─── PROVIDED RECORDS
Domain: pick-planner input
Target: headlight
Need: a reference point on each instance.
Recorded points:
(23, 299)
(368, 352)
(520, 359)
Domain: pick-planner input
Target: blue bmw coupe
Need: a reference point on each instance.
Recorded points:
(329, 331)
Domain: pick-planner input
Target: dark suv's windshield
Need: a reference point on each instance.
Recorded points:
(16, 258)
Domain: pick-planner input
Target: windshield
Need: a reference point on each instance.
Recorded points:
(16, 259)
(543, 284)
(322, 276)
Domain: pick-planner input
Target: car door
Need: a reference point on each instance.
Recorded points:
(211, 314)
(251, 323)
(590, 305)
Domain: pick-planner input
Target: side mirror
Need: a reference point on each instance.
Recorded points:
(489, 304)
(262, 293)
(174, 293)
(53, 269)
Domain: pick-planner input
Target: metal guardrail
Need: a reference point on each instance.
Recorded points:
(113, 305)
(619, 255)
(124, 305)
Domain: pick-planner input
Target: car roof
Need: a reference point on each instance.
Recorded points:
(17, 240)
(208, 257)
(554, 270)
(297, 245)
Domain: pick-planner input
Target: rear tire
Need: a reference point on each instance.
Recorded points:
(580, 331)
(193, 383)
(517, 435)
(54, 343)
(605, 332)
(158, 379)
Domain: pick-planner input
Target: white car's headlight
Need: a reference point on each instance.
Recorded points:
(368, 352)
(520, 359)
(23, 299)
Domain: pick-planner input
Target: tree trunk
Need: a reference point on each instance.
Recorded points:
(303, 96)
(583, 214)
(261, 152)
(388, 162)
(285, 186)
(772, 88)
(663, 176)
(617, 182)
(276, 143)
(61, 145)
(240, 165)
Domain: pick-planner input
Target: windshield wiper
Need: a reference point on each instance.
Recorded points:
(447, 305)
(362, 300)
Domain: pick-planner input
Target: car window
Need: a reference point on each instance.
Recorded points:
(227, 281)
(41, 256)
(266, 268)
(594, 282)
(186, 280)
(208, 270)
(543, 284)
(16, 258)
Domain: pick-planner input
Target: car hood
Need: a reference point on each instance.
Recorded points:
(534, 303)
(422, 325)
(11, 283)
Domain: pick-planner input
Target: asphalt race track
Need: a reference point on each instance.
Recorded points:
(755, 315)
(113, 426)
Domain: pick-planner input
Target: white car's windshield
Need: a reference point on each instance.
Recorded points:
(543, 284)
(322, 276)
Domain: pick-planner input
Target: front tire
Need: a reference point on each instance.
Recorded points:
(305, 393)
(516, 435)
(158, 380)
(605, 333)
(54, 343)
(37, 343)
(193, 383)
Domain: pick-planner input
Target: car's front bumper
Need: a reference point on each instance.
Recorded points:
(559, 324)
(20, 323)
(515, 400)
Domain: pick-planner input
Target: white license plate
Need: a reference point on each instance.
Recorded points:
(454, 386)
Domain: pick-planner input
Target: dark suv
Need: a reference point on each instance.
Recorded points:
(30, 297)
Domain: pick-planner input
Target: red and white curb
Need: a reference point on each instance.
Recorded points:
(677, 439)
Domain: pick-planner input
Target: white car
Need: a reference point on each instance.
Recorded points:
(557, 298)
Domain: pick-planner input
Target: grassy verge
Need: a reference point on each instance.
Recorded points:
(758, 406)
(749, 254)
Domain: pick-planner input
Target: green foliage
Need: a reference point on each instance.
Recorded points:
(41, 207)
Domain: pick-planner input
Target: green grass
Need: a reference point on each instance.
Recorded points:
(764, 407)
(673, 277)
──────
__DIRECTION__
Each entry above is to be set down again in exactly the same words.

__SOLUTION TO THIS EXERCISE__
Domain: pick-planner input
Target: headlight
Need: a reference point on each instance.
Recorded points:
(23, 299)
(368, 352)
(520, 359)
Domain: pick-planner input
Target: blue bmw coupe
Need: a reference point on each instance.
Recorded points:
(329, 331)
Domain: pick-planner input
Target: dark suv's windshield
Need: a reference point on each instance.
Recorded points:
(16, 258)
Domain: pick-planner input
Target: windshield
Need: a reference point on each instance.
Recorded points:
(16, 259)
(543, 284)
(322, 276)
Domain: pick-planner input
Target: car door
Need: a reference point on each instance.
Recorded points:
(211, 314)
(251, 323)
(590, 305)
Domain: pick-planner input
Target: side mirror
Need: a reference point on each instance.
Recorded points:
(489, 304)
(262, 293)
(174, 293)
(53, 269)
Domain: pick-planner input
Target: metal guardrail
Need: a reference point on each instance.
Recorded points:
(113, 305)
(619, 255)
(124, 305)
Domain: pick-planner input
Target: car roof
Need: a reference point on each instance.
Recorded points:
(17, 240)
(208, 257)
(554, 270)
(297, 245)
Domain: pick-planner input
Target: rear tire
Need: a reference point on each instance.
Recorded points:
(580, 331)
(193, 383)
(517, 435)
(54, 343)
(605, 332)
(158, 379)
Domain: pick-planner input
Target: white car's headlight
Need: a reference point on each instance.
Recorded points:
(368, 352)
(520, 359)
(23, 299)
Domain: pick-planner input
Target: tree trunk
Need: a reference point on each instance.
Recorded points:
(303, 96)
(583, 214)
(261, 152)
(388, 162)
(285, 186)
(772, 88)
(663, 176)
(617, 182)
(276, 143)
(61, 145)
(240, 165)
Domain: pick-planner input
Target: windshield wiper
Need: a reference point on each instance.
Recorded points:
(447, 305)
(362, 300)
Domain: pick-planner input
Target: car window
Need: a reference point on each instance.
Recorded points:
(227, 281)
(41, 256)
(266, 268)
(594, 282)
(186, 280)
(208, 270)
(543, 284)
(16, 258)
Domain: pick-planner input
Target: car hood
Need: a reference point on each instance.
Recorded points:
(534, 303)
(422, 325)
(11, 283)
Domain: pick-planner input
Target: asphalt race track
Need: a reference point on each instance.
Recorded points:
(755, 315)
(113, 426)
Domain: pick-planner input
Target: white car's windshield
Need: a reference point on each instance.
Recorded points:
(543, 284)
(322, 276)
Domain: pick-planner input
Target: front tire
Need: a reference point on each instance.
Recorded points:
(305, 393)
(516, 435)
(158, 380)
(605, 333)
(54, 343)
(37, 343)
(193, 383)
Domain: pick-planner input
Target: car's front bumper
Need: a reference point on each instance.
Recorded points:
(559, 324)
(20, 323)
(515, 400)
Domain: pick-planner input
Target: white license plate
Need: a reference point on each instance.
Recorded points:
(454, 386)
Domain: pick-planner input
Target: dark suv
Need: a reference point on each instance.
Recorded points:
(30, 297)
Domain: pick-planner input
Target: red and white curb
Need: a reference point on each instance.
Recorded points:
(677, 439)
Domain: pick-planner input
Target: white car
Need: a reference point on each instance.
Recorded points:
(557, 298)
Domain: pick-planner input
Target: grassy verge
Need: a reference point on each instance.
Recorded points:
(758, 406)
(749, 254)
Domain: pick-planner input
Target: green foliage
Need: a reference point on each instance.
Recorded points:
(41, 207)
Domain: pick-planner input
Target: green grass
Need: a reference point on each instance.
Recorded points:
(764, 407)
(673, 277)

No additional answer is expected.